• _EXCERPTED TEXT_:
-=-=-=-=-

Reproducible Research with R

Reni Kaul & Deven Gokhale & Zane Billings
2022-06-06

About Myself

  • Epi/Bios PhD student with Andreas Handel.
  • I use data analysis and statistical models to study epidemiology and immunology of flu and norovirus.
  • I started using R and R Markdown in 2017.
  • I use R in my research to:
    • organize data
    • visualize results
    • fit models
    • write reproducible manuscripts
    • pretty much everything I do is in R (Markdown), actually.
  • You can get my contact info at https://wzbillings.com. My office is on the HSC so feel free to take the bus, or just email me. I'm happy to answer any R questions. (Or questions about grad school, or anything else that might help!)

Outline

At the end of this workshop you should be able to…

  • code using best practices
  • create an HTML doc with code and commentary
  • write a function
  • create and use scripts
  • calculate summary and inferential statistics of a dataset
  • create a figure from data

Topics

  1. Introduction to reproducible research
  2. Review of tidyverse

    Break

  3. Explore data using a R project

  4. Automating data analysis with functions

  5. Using scripts in your workflow

  6. Wrap Up

THE VERY FIRST THING WE ARE GOING TO DO.

  • Open R on your computer.
  • Run install.packages("usethis") to install the usethis package.
  • Run the command usethis::use_blank_slate(). If successful, it should print a message.
  • I recommend you do this first thing every time you set up R on a new computer and every time you update R.
  • We'll talk about why I had you do this in a bit :)

1. What is Reproducible Research (RR)?

Johns Hopkins Bloomberg School of Public Health:

Reproducible Research is the idea that data analyses, and more generally, scientific claims, are published with their data and software code so that others may verify the findings and build upon them.

-=-=-=-=-

Dataset entries:

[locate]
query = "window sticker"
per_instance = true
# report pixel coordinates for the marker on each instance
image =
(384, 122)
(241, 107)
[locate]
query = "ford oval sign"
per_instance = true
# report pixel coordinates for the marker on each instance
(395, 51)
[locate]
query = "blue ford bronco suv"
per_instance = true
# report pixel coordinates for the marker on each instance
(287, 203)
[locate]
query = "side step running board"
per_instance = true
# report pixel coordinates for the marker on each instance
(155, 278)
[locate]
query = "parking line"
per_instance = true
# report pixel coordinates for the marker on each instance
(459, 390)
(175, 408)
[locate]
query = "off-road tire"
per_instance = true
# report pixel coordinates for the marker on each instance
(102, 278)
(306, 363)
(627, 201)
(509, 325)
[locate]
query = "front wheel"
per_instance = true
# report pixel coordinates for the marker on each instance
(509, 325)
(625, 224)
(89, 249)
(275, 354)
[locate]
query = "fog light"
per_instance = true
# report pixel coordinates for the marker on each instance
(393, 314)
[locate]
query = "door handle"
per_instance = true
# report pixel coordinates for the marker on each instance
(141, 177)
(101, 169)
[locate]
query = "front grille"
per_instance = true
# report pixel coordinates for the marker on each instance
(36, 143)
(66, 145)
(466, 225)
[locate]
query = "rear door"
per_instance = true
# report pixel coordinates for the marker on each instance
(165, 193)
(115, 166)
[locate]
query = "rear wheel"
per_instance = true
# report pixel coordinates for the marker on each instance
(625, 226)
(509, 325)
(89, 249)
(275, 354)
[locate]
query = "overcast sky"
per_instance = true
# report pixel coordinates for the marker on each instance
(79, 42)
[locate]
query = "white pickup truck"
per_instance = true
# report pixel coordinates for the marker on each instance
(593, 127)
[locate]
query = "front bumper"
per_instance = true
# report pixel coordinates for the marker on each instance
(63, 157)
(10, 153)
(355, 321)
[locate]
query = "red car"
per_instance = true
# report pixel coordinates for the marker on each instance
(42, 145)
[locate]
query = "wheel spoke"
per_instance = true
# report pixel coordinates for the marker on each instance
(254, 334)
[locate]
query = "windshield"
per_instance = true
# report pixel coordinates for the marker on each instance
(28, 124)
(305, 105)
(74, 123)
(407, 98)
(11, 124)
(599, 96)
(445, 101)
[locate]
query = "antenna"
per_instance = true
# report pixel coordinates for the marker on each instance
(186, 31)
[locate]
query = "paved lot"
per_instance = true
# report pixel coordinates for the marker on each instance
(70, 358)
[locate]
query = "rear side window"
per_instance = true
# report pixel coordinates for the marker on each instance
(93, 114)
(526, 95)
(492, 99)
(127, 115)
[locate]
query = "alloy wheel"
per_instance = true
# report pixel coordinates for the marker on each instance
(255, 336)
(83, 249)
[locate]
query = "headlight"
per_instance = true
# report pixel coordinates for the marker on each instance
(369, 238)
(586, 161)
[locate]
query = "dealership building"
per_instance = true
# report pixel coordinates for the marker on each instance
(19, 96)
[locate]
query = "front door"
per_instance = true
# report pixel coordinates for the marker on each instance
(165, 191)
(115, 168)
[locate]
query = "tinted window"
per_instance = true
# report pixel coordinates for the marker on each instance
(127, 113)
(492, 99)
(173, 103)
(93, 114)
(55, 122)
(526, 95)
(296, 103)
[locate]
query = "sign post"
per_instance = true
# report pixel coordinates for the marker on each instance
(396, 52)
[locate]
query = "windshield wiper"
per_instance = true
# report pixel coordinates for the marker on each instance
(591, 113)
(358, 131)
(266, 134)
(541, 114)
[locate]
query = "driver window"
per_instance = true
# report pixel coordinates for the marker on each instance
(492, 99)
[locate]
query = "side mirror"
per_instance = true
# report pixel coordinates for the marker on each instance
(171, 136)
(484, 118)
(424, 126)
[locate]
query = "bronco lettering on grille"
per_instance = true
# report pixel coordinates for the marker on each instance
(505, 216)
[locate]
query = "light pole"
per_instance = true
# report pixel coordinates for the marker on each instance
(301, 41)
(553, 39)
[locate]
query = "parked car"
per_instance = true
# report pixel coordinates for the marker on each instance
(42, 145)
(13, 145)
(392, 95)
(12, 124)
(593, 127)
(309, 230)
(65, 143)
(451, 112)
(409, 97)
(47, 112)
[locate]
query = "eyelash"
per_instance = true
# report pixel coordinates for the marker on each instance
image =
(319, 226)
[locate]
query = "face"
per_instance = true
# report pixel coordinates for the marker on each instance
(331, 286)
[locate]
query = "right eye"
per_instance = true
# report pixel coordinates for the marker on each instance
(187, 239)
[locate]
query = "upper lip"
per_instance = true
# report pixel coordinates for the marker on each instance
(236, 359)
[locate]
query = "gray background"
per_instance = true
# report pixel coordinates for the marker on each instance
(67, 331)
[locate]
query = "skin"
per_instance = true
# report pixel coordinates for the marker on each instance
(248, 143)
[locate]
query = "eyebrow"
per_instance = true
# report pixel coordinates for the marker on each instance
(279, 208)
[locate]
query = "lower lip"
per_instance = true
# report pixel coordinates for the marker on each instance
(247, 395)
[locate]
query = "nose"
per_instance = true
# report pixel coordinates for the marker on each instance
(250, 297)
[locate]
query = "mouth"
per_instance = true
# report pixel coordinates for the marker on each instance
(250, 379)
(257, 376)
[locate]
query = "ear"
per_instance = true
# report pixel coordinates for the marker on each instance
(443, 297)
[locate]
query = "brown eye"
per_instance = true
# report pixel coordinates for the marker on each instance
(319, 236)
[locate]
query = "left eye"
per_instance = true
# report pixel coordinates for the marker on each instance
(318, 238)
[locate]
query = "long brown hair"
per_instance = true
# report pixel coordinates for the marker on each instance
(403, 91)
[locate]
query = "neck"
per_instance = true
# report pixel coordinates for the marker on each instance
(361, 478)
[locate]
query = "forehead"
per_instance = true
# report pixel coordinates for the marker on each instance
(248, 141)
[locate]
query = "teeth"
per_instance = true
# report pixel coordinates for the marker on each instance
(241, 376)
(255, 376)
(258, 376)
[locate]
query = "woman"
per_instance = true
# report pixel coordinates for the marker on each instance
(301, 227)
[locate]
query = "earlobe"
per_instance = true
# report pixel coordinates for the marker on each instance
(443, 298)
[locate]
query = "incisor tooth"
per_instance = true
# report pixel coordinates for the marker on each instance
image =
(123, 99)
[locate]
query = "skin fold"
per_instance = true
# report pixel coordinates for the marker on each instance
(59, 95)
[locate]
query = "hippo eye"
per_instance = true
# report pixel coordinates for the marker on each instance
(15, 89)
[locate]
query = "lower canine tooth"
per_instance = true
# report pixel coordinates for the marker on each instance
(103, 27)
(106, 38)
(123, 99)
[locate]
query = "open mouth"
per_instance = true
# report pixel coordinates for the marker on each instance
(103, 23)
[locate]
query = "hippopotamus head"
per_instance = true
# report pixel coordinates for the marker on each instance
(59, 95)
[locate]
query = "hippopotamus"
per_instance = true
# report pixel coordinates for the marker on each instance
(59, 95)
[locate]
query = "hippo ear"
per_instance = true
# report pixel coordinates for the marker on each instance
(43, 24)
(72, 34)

-=-=-=-=-

• _INSTRUCTIONS_:
1 > In the workshop slides, what year does the "About Myself" section give for when R and R Markdown were first used?
2 > Reproduce the workshop slides verbatim, starting at "THE VERY FIRST" and ending at "in a bit :)".

• _ANSWERS BY ITEM NUMBER_:
1 > 2017

2 >
THE VERY FIRST THING WE ARE GOING TO DO.

  • Open R on your computer.
  • Run install.packages("usethis") to install the usethis package.
  • Run the command usethis::use_blank_slate(). If successful, it should print a message.
  • I recommend you do this first thing every time you set up R on a new computer and every time you update R.
  • We'll talk about why I had you do this in a bit :)